Does the quantity of alien sightings affect the likelihood that aliens exist?

Question:

Does the quantity (in and of itself) of alien sightings affect the likelihood that aliens exist?

Put simply, my friend asserts the following claim: “If a million people around the world claim to have seen an alien at some time in their life, then the mere fact that such a large number have reported seeing one makes it more probable that aliens do in fact exist.”

- Don La Mere

This is a very rich question! It does push us to think about what it means to have a good reason to believe something, and under what conditions we would agree that evidence increases the likelihood of a belief being true.

There are a couple of ways to hit this.

The first would be give a quick “yes” to the question — if a million people around the world claim to have seen an alien, all other things being equal, that does count as evidence in favor of the hypothesis that aliens exist.

But a lot turns on that “all other things being equal” part. A critical perspective on the question will push us to ask deeper questions about the case.

For example, we need to clarify what claims are counting as evidence in this case, and what claims are counting as the hypothesis.

The evidence here is the statement that “a million people claim to have seen an alien at some time in their life”.

By itself, this statement is too vague or ambiguous about what’s actually being claimed.

Are they saying they saw something mysterious in the sky that they couldn’t explain, but which they interpret as an alien craft of some kind?

Are they saying they saw physical creatures of some kind, which they interpret as aliens?

Is there consistency across these claims, are is there quite a bit of variety in what people report seeing?

So, there are issues about what the nature of the evidence is that we’re supposed to be considering. If the body of evidence includes the motley assortment of mysterious sky sightings or ambiguous figures in corn fields that make up a lot of modern day reports, that’s quite different from a million people having a very specific, common experience of encounters with physical beings. What you can infer from these bodies of evidence is quite different.

So as it stands, there’s actually no way to assess this reasoning, because the nature of the evidence is unclear.

ASSIGNMENT A:
In the passage about alien sightings, why is there no way to assess the friend's reasoning as it stands?

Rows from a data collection
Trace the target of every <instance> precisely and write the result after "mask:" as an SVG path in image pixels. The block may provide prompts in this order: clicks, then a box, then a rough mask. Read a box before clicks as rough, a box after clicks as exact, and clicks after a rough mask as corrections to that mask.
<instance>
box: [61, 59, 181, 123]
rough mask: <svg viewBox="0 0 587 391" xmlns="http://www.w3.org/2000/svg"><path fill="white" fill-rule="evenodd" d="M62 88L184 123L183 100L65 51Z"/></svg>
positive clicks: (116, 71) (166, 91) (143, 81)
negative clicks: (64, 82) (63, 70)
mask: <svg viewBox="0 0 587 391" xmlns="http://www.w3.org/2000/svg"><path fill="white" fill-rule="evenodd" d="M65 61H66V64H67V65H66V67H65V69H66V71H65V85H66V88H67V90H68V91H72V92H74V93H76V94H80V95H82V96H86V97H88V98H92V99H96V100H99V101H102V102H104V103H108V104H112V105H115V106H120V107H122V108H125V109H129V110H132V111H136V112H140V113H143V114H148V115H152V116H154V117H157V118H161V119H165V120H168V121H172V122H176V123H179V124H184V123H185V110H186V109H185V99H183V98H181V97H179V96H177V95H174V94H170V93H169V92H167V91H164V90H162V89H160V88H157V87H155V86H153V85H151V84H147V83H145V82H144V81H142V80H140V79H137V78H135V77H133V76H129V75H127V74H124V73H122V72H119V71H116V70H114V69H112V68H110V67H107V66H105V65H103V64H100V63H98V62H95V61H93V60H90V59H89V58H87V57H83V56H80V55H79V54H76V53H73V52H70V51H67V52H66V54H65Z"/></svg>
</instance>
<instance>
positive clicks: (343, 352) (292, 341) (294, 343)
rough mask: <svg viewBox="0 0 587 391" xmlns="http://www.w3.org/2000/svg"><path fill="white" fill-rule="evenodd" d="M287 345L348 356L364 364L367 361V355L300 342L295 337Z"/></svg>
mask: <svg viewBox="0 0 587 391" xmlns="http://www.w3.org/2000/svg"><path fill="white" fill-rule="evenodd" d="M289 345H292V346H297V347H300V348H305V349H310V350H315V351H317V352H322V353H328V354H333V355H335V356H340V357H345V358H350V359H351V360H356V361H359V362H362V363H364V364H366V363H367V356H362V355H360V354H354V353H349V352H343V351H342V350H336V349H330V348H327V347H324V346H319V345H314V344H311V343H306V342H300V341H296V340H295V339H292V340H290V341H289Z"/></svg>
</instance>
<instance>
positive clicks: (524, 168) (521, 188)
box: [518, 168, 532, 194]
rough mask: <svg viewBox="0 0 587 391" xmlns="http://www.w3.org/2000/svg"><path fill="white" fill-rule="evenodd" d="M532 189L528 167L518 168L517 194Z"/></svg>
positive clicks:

ASSIGNMENT B:
Show every line in the rows above that contains the string "http", treating uppercase and lowercase letters as different.

WRITTEN SOLUTION A:
The nature of the evidence is unclear.

WRITTEN SOLUTION B:
rough mask: <svg viewBox="0 0 587 391" xmlns="http://www.w3.org/2000/svg"><path fill="white" fill-rule="evenodd" d="M62 88L184 123L183 100L65 51Z"/></svg>
mask: <svg viewBox="0 0 587 391" xmlns="http://www.w3.org/2000/svg"><path fill="white" fill-rule="evenodd" d="M65 61H66V64H67V65H66V67H65V69H66V71H65V85H66V88H67V90H68V91H72V92H74V93H76V94H80V95H82V96H86V97H88V98H92V99H96V100H99V101H102V102H104V103H108V104H112V105H115V106H120V107H122V108H125V109H129V110H132V111H136V112H140V113H143V114H148V115H152V116H154V117H157V118H161V119H165V120H168V121H172V122H176V123H179V124H184V123H185V110H186V109H185V99H183V98H181V97H179V96H177V95H174V94H170V93H169V92H167V91H164V90H162V89H160V88H157V87H155V86H153V85H151V84H147V83H145V82H144V81H142V80H140V79H137V78H135V77H133V76H129V75H127V74H124V73H122V72H119V71H116V70H114V69H112V68H110V67H107V66H105V65H103V64H100V63H98V62H95V61H93V60H90V59H89V58H87V57H83V56H80V55H79V54H76V53H73V52H70V51H67V52H66V54H65Z"/></svg>
rough mask: <svg viewBox="0 0 587 391" xmlns="http://www.w3.org/2000/svg"><path fill="white" fill-rule="evenodd" d="M287 345L348 356L364 364L367 361V355L300 342L295 337Z"/></svg>
mask: <svg viewBox="0 0 587 391" xmlns="http://www.w3.org/2000/svg"><path fill="white" fill-rule="evenodd" d="M289 345H292V346H297V347H300V348H305V349H310V350H315V351H317V352H322V353H328V354H333V355H335V356H340V357H345V358H350V359H351V360H356V361H359V362H362V363H364V364H366V363H367V356H362V355H360V354H354V353H349V352H343V351H342V350H336V349H330V348H327V347H324V346H319V345H314V344H311V343H306V342H300V341H296V340H295V339H292V340H290V341H289Z"/></svg>
rough mask: <svg viewBox="0 0 587 391" xmlns="http://www.w3.org/2000/svg"><path fill="white" fill-rule="evenodd" d="M532 189L528 167L518 168L517 194Z"/></svg>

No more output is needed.